» ASSIGNMENT
Provide the entries once more, identical in every word.

» Items from a data source
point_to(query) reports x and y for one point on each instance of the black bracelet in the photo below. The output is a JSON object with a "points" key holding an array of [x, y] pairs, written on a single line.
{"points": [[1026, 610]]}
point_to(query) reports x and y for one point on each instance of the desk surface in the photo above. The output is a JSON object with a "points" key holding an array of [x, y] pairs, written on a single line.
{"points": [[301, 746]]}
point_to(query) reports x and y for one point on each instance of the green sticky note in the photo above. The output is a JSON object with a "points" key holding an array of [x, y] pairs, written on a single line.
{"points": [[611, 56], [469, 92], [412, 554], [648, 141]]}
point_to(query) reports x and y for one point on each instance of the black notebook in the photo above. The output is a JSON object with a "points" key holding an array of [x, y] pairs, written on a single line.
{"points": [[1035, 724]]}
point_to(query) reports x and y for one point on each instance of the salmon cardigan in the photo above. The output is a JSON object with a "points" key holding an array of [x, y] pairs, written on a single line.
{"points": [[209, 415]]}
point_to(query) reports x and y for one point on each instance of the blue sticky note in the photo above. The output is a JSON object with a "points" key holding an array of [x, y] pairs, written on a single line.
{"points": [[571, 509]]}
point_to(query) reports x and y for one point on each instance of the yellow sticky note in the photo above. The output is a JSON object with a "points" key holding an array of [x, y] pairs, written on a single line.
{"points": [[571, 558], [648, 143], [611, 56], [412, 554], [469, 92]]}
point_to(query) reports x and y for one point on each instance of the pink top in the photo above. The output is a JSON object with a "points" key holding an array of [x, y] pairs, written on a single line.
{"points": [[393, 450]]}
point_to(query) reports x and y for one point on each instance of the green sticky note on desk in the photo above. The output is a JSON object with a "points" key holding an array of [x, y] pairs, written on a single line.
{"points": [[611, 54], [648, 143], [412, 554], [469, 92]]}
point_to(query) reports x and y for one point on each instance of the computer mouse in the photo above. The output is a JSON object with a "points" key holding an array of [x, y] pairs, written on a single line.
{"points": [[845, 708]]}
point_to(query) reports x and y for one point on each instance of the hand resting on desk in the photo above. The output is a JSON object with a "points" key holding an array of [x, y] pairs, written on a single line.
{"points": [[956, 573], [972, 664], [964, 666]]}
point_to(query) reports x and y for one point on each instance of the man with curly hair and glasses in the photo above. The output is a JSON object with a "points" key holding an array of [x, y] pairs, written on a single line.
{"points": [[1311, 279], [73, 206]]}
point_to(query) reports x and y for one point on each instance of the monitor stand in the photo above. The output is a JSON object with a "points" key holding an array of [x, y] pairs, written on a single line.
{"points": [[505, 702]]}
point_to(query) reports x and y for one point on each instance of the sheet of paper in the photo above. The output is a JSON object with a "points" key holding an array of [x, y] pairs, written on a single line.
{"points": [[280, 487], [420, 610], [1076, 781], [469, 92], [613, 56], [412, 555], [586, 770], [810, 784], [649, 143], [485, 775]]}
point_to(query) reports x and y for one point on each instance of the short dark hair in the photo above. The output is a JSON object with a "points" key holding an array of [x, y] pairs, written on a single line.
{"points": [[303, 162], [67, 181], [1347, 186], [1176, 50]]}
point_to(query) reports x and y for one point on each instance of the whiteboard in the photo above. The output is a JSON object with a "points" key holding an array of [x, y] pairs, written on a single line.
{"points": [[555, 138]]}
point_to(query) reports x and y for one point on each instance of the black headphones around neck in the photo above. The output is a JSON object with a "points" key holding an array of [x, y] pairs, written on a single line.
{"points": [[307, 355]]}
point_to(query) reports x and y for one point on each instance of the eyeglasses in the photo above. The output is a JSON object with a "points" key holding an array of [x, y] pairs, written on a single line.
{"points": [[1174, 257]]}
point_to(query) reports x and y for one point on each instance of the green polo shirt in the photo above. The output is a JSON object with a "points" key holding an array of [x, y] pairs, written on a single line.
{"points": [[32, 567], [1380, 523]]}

» COMPLETED TASK
point_to(query) reports x and y for one point on each instance of the black bracelet in the photo below. The output is a JSON object with a "points" key holding an array of [x, y] pairs, written on a single line.
{"points": [[1026, 610]]}
point_to(query) reports x and y for one point on each instance of the desk surface in the photo above. The output is a JSON object with a "points" key holding an array of [x, y] pairs, written on a single line.
{"points": [[301, 746]]}
point_to(query) reports x and y for one point on each instance of the green sticky note in the photo above. The output is a JSON object with a "points" key holding an array of [x, y] pairs, written on a single line.
{"points": [[611, 56], [469, 92], [412, 554], [648, 141]]}
point_to(query) reports x and y for one point on each instance of the black notebook in the photo above. The output is a JSON object with a "points" key holding an array of [x, y] pairs, written on a single line.
{"points": [[1035, 724]]}
point_to(query) reports x and y for one point on each instance of the salmon cardigan in the photo above. The output is a JSON object with a "points" key holding an array of [x, y] pairs, written on a single line.
{"points": [[209, 415]]}
point_to(query) reports x and y for one point on each instance of the blue sticky note in the photo above. The output is a JSON object with a "points" key holding an array of [x, y] pairs, written on a single line.
{"points": [[571, 509]]}
point_to(query) reports x and y for one point on each instance of the yellow sticky note in the photo above. The output is a JSON object with a "points" key holding an array of [x, y] pairs, written on a single line.
{"points": [[571, 558], [648, 143], [611, 56], [412, 554], [469, 92]]}
point_to(query) reports x and y for one point on each instance of the pink top in the photo above. The output is a JSON object with a "points" key holding an array of [x, y] pairs, written on a single line.
{"points": [[393, 450]]}
point_to(query) reports x and y for one point on each instance of the green sticky note on desk in the photo above. The output is a JSON object with a "points" key holding an array of [x, y] pairs, written on a single line.
{"points": [[611, 54], [648, 143], [412, 554], [469, 92]]}
point_to(query) reports x and y for one point on each instance of the computer mouse in the photo above. The output is a JSON object with a "points" key holding an array of [x, y] pairs, written on a single line.
{"points": [[845, 708]]}
point_to(query) reports x and y for one point on each instance of the hand resting on desk in the photo above. The output is a JSON object with a "points" key holding an array of [x, y] pairs, written on a single line.
{"points": [[956, 573], [972, 664], [964, 666]]}
point_to(query) reports x and y for one point on each instance of the man with curly hair and glasses in the photo above. The output is a JSON object with a "points" key holding an array of [x, y] pairs, written on a single line.
{"points": [[1311, 279], [73, 206]]}
point_to(query) reports x and y for one point on each instance of the monitor stand in the photo above. The output is a JSON object with a "points" key holding an array of [x, y] pairs, written on a single line.
{"points": [[505, 702]]}
point_to(query) reports x and y for one point on each instance of the sheet of paper in the photo above. The output is a JSON object with a "points" key holding an array of [x, y] pairs, written on a single line.
{"points": [[280, 487], [420, 610], [1076, 781], [469, 92], [613, 56], [412, 555], [586, 770], [810, 784], [649, 143], [485, 775]]}
point_to(query) reports x and y for one point on each instance of the short dark hair in the photo above. The output is a JSON object with a "points" key holding an array of [x, y] pairs, written on a single line.
{"points": [[303, 162], [67, 181], [1347, 186], [1176, 50]]}
point_to(query) reports x and y for one point on each instance of the whiteboard in the photo above. The output is a JSON object with a "points" key holding an array of [x, y] pairs, written on a single line.
{"points": [[555, 138]]}
point_to(query) reports x and y for one point on each instance of the black headphones around neck in the photo above. The output is a JSON object with a "points" key holding an array of [x, y] pairs, written on a single line.
{"points": [[307, 355]]}
point_to(query) reports x and y for one point on each instance of the eyeglasses in the photo above. The output is a JSON object with a "points" key holding an array of [x, y] pairs, written on a single line.
{"points": [[1174, 257]]}
point_to(query) reports x and y for one point on each instance of the green polo shirt in the photo above. The output is a JSON object with a "points" key holding an array of [x, y] pairs, written on a single line.
{"points": [[32, 567], [1380, 523]]}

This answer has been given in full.